- _ASSIGNED TASK_: Every record below should be printed exactly as it appears.

Saved entries
%%

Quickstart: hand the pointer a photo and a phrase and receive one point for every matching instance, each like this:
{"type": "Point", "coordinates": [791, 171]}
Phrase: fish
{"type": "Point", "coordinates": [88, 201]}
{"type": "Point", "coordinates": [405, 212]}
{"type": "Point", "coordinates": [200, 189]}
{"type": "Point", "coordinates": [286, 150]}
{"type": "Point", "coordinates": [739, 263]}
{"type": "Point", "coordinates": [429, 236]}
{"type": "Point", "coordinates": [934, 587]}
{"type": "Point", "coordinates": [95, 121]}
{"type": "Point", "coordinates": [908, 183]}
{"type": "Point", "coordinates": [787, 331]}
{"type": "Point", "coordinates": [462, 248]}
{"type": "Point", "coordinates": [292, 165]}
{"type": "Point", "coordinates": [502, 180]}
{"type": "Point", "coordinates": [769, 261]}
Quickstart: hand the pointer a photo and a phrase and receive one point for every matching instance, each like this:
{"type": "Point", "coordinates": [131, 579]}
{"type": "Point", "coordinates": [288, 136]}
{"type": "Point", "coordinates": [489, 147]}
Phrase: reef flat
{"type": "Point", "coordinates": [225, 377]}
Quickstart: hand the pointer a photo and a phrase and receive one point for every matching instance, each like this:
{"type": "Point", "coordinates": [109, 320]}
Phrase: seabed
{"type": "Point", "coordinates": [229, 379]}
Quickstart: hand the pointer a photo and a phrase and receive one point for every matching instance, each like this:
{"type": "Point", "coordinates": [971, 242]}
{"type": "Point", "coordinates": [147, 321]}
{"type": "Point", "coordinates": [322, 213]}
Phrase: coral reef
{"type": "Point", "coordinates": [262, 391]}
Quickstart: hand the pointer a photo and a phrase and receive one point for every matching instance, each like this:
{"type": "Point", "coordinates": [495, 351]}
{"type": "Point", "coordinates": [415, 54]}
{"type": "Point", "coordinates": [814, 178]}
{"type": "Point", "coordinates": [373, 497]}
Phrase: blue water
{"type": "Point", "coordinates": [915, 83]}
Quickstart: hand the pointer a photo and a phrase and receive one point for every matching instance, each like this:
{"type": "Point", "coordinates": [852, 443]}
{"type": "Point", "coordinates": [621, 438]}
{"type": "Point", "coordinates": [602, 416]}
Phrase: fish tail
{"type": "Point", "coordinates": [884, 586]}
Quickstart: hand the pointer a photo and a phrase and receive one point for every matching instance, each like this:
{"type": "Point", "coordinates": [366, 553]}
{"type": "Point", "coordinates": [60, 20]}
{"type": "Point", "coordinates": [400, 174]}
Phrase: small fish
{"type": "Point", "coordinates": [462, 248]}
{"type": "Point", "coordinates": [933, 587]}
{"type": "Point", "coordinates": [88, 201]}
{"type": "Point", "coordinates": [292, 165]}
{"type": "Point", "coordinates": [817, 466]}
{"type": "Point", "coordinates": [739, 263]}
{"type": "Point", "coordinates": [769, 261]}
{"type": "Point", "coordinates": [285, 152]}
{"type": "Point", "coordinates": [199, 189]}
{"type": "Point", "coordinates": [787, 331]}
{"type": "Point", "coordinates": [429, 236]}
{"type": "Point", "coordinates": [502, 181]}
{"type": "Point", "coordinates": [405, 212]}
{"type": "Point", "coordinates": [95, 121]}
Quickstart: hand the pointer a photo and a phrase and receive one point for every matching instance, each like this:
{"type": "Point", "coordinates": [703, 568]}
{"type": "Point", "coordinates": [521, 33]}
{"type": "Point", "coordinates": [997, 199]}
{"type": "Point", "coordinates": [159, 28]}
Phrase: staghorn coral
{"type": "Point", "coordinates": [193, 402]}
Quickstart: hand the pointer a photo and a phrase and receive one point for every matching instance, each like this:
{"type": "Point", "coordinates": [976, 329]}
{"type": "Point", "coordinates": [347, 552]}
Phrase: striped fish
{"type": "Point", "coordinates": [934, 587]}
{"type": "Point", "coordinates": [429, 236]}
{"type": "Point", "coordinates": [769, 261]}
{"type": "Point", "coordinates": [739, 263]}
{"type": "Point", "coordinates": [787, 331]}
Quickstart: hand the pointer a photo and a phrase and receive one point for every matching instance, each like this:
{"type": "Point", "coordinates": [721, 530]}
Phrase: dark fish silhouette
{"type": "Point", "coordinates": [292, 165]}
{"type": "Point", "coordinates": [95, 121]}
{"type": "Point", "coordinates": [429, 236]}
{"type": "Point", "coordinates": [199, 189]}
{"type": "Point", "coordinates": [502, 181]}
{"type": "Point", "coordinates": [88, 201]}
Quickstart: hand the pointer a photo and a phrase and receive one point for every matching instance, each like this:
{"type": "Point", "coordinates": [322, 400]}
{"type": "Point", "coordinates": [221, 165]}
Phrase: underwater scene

%%

- _EXERCISE RESPONSE_:
Quickstart: hand the pointer a photo and a phrase and receive one point for every matching instance, each like this:
{"type": "Point", "coordinates": [791, 171]}
Phrase: fish
{"type": "Point", "coordinates": [88, 201]}
{"type": "Point", "coordinates": [405, 212]}
{"type": "Point", "coordinates": [200, 189]}
{"type": "Point", "coordinates": [286, 150]}
{"type": "Point", "coordinates": [739, 263]}
{"type": "Point", "coordinates": [429, 236]}
{"type": "Point", "coordinates": [934, 587]}
{"type": "Point", "coordinates": [95, 121]}
{"type": "Point", "coordinates": [908, 183]}
{"type": "Point", "coordinates": [787, 331]}
{"type": "Point", "coordinates": [462, 248]}
{"type": "Point", "coordinates": [292, 165]}
{"type": "Point", "coordinates": [502, 180]}
{"type": "Point", "coordinates": [769, 261]}
Quickstart: hand the pointer a photo and a phrase and receive one point for every matching instance, each like this:
{"type": "Point", "coordinates": [131, 579]}
{"type": "Point", "coordinates": [288, 136]}
{"type": "Point", "coordinates": [489, 147]}
Phrase: reef flat
{"type": "Point", "coordinates": [225, 377]}
Quickstart: hand the pointer a photo and a phrase and receive one point for every matching instance, each like this:
{"type": "Point", "coordinates": [109, 320]}
Phrase: seabed
{"type": "Point", "coordinates": [229, 379]}
Quickstart: hand the pointer a photo and a phrase and receive one point for every matching instance, each like this:
{"type": "Point", "coordinates": [971, 242]}
{"type": "Point", "coordinates": [147, 321]}
{"type": "Point", "coordinates": [322, 213]}
Phrase: coral reef
{"type": "Point", "coordinates": [262, 391]}
Quickstart: hand the pointer a photo and a phrase and receive one point for every matching instance, each like this:
{"type": "Point", "coordinates": [495, 351]}
{"type": "Point", "coordinates": [415, 54]}
{"type": "Point", "coordinates": [814, 178]}
{"type": "Point", "coordinates": [373, 497]}
Phrase: blue water
{"type": "Point", "coordinates": [915, 83]}
Quickstart: hand the pointer a photo and a phrase and receive one point for every matching instance, each like this:
{"type": "Point", "coordinates": [852, 443]}
{"type": "Point", "coordinates": [621, 438]}
{"type": "Point", "coordinates": [602, 416]}
Phrase: fish tail
{"type": "Point", "coordinates": [884, 586]}
Quickstart: hand the pointer a photo and a phrase and receive one point for every matching instance, each like this:
{"type": "Point", "coordinates": [366, 553]}
{"type": "Point", "coordinates": [60, 20]}
{"type": "Point", "coordinates": [400, 174]}
Phrase: small fish
{"type": "Point", "coordinates": [462, 248]}
{"type": "Point", "coordinates": [933, 587]}
{"type": "Point", "coordinates": [88, 201]}
{"type": "Point", "coordinates": [292, 165]}
{"type": "Point", "coordinates": [817, 466]}
{"type": "Point", "coordinates": [739, 263]}
{"type": "Point", "coordinates": [769, 261]}
{"type": "Point", "coordinates": [285, 152]}
{"type": "Point", "coordinates": [199, 189]}
{"type": "Point", "coordinates": [787, 331]}
{"type": "Point", "coordinates": [429, 236]}
{"type": "Point", "coordinates": [502, 181]}
{"type": "Point", "coordinates": [405, 212]}
{"type": "Point", "coordinates": [95, 121]}
Quickstart: hand the pointer a photo and a phrase and receive one point for every matching instance, each like this:
{"type": "Point", "coordinates": [703, 568]}
{"type": "Point", "coordinates": [521, 33]}
{"type": "Point", "coordinates": [997, 199]}
{"type": "Point", "coordinates": [159, 28]}
Phrase: staghorn coral
{"type": "Point", "coordinates": [193, 402]}
Quickstart: hand the pointer a photo and a phrase and receive one point for every matching instance, each like this:
{"type": "Point", "coordinates": [976, 329]}
{"type": "Point", "coordinates": [347, 552]}
Phrase: striped fish
{"type": "Point", "coordinates": [934, 587]}
{"type": "Point", "coordinates": [429, 236]}
{"type": "Point", "coordinates": [769, 261]}
{"type": "Point", "coordinates": [739, 263]}
{"type": "Point", "coordinates": [787, 331]}
Quickstart: hand the pointer a photo and a phrase and receive one point for every matching instance, each like this:
{"type": "Point", "coordinates": [721, 530]}
Phrase: dark fish silhouette
{"type": "Point", "coordinates": [292, 165]}
{"type": "Point", "coordinates": [95, 121]}
{"type": "Point", "coordinates": [429, 236]}
{"type": "Point", "coordinates": [199, 189]}
{"type": "Point", "coordinates": [502, 181]}
{"type": "Point", "coordinates": [88, 201]}
Quickstart: hand the pointer a photo and a phrase and receive one point for every matching instance, each like this:
{"type": "Point", "coordinates": [322, 400]}
{"type": "Point", "coordinates": [221, 165]}
Phrase: underwater scene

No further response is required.